Description of the task:
Only the lines of the data below from the one with "of the eyeglasses" through the one with "of the black" are wanted. Repeat them exactly.

Records to process:
····················

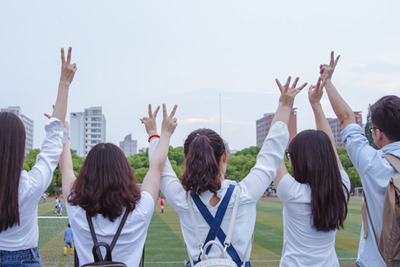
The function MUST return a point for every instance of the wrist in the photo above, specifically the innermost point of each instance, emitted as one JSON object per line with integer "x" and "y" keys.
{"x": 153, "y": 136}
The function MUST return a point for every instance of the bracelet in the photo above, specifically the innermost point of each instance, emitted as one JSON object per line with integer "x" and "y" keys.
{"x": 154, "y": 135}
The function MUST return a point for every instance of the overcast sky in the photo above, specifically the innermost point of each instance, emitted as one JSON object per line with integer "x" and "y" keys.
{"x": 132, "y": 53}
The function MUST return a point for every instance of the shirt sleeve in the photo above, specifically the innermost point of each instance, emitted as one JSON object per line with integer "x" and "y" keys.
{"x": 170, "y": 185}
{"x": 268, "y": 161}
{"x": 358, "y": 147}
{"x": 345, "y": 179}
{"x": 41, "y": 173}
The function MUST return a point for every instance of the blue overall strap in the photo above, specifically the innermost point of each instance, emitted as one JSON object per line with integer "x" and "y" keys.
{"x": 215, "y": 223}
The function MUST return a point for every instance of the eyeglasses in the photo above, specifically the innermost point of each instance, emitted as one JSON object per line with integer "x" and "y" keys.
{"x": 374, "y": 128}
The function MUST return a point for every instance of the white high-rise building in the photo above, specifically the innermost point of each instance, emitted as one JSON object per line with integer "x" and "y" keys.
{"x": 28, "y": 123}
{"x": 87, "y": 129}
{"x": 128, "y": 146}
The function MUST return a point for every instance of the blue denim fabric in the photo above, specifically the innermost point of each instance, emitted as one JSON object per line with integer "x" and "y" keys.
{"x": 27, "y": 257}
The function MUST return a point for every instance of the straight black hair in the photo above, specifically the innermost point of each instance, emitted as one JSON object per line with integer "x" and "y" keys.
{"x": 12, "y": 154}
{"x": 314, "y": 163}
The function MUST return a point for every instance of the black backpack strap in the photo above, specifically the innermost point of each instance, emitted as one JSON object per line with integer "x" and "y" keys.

····················

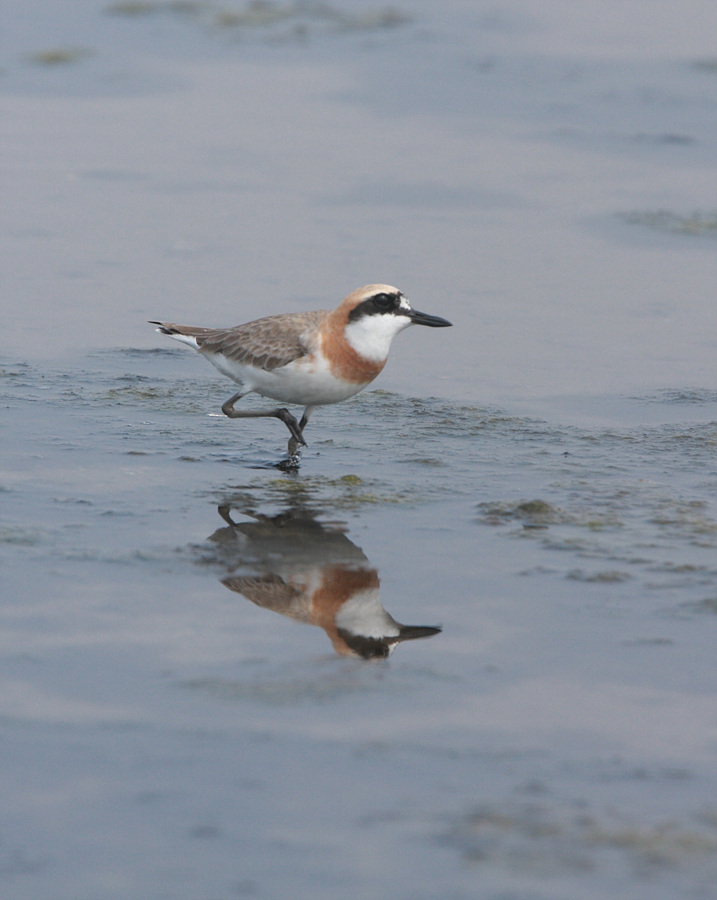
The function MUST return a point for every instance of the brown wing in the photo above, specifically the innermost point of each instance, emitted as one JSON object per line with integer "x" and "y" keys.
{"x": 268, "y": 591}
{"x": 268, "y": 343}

····················

Answer section:
The function MUST return a point for every instance of the eyeglasses in the photo above, specifically the innermost point of each instance, emitted as one JSON object per line with integer "x" and "y" keys.
{"x": 374, "y": 128}
The function MUST return a point for every instance of the white high-rise building in the photo above, specifically the innermost point of each instance, emitted as one JSON object per line with integer "x" and "y" keys.
{"x": 28, "y": 123}
{"x": 87, "y": 129}
{"x": 128, "y": 146}
The function MUST return a point for every instance of the blue denim fabric in the photo above, specifically the innermost point of each instance, emitted as one JSON object per line with integer "x" and "y" keys.
{"x": 27, "y": 257}
The function MUST return a point for every instance of the straight black hair in the photo above, specifically the innermost point of each instance, emitted as one JSON object per line with integer "x" and "y" keys.
{"x": 12, "y": 154}
{"x": 314, "y": 163}
The function MUST return a point for every instance of the black backpack strap in the photo above, specifically the innermost point of each instance, emitted as one JSON object per line with integer "x" and "y" keys.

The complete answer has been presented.